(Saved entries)
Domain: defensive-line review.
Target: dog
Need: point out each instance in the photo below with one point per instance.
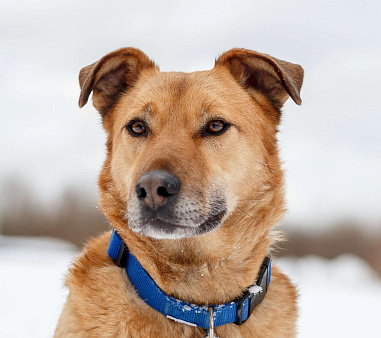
(192, 186)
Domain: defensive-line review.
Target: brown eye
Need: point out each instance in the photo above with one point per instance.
(216, 126)
(137, 128)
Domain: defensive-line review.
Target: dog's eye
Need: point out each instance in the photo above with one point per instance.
(137, 128)
(216, 127)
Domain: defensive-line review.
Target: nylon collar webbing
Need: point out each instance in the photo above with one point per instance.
(237, 311)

GIVEN TASK
Quote all of the data above word for word, leaving out the pictures.

RESPONSE
Domain: defensive-line review.
Target: dog
Need: point out each instance in the photo below with one point per instance.
(192, 186)
Domain: defensive-line review.
Target: brown eye
Need: point out each instance in the photo above with one point per instance.
(216, 126)
(137, 128)
Domain: defensive-line review.
Target: dog's eye
Need: point out each instance in the photo above with one point per instance.
(137, 128)
(216, 127)
Domain: defensive-line review.
Target: nylon collar webbing
Need: point out each instance in the photo above with one point per instance.
(237, 311)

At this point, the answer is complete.